→ **Problem statement**: Reproduce each of the following items word for word, leaving out the pictures.

Stored entries:
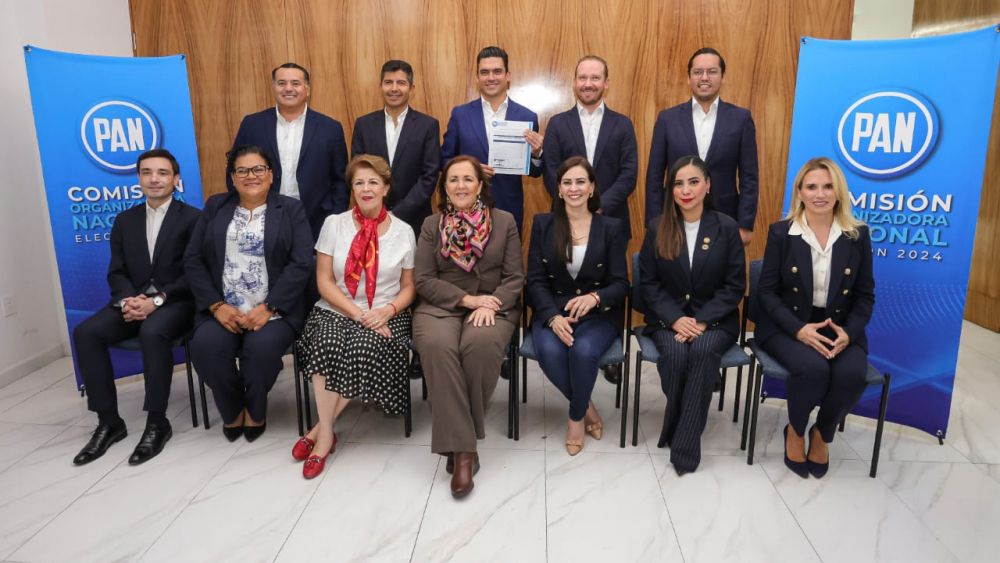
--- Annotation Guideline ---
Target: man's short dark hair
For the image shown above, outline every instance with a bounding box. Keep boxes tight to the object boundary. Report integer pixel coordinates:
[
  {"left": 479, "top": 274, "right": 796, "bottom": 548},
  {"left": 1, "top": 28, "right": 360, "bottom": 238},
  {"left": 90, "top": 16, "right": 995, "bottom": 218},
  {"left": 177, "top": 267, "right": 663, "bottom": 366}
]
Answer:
[
  {"left": 271, "top": 63, "right": 309, "bottom": 84},
  {"left": 476, "top": 45, "right": 510, "bottom": 72},
  {"left": 135, "top": 149, "right": 181, "bottom": 176},
  {"left": 382, "top": 59, "right": 413, "bottom": 86},
  {"left": 688, "top": 47, "right": 726, "bottom": 74}
]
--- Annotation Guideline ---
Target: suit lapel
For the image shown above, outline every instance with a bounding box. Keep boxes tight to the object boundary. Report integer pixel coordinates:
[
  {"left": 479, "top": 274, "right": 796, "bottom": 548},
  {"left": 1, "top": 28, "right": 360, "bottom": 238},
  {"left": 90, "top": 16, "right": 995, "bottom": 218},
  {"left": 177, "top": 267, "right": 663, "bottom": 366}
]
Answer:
[
  {"left": 684, "top": 213, "right": 721, "bottom": 286},
  {"left": 788, "top": 235, "right": 813, "bottom": 305},
  {"left": 704, "top": 100, "right": 729, "bottom": 162},
  {"left": 826, "top": 234, "right": 851, "bottom": 310}
]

→ **Written solution**:
--- Annotation Guideline ---
Target: man's short dark hair
For the image shown above, outline every instance with a bounding box. Keep boxes tight to the object boundary. Report integer pixel coordinates:
[
  {"left": 479, "top": 274, "right": 796, "bottom": 548},
  {"left": 1, "top": 28, "right": 360, "bottom": 238},
  {"left": 90, "top": 16, "right": 995, "bottom": 218},
  {"left": 177, "top": 267, "right": 663, "bottom": 366}
]
Answer:
[
  {"left": 271, "top": 63, "right": 309, "bottom": 84},
  {"left": 476, "top": 45, "right": 510, "bottom": 72},
  {"left": 135, "top": 149, "right": 181, "bottom": 176},
  {"left": 382, "top": 59, "right": 413, "bottom": 86},
  {"left": 688, "top": 47, "right": 726, "bottom": 74}
]
--- Annotation Guideline ---
Target: suit lapel
For the image shown above, outline every instance with a bounding box. Keep boxes tight to the object boundary. Report integer pixel coordinates:
[
  {"left": 479, "top": 274, "right": 796, "bottom": 548},
  {"left": 1, "top": 28, "right": 360, "bottom": 238},
  {"left": 90, "top": 16, "right": 995, "bottom": 218},
  {"left": 177, "top": 267, "right": 663, "bottom": 366}
]
Answer:
[
  {"left": 684, "top": 213, "right": 721, "bottom": 286},
  {"left": 788, "top": 235, "right": 813, "bottom": 305},
  {"left": 704, "top": 100, "right": 729, "bottom": 162},
  {"left": 826, "top": 234, "right": 851, "bottom": 310}
]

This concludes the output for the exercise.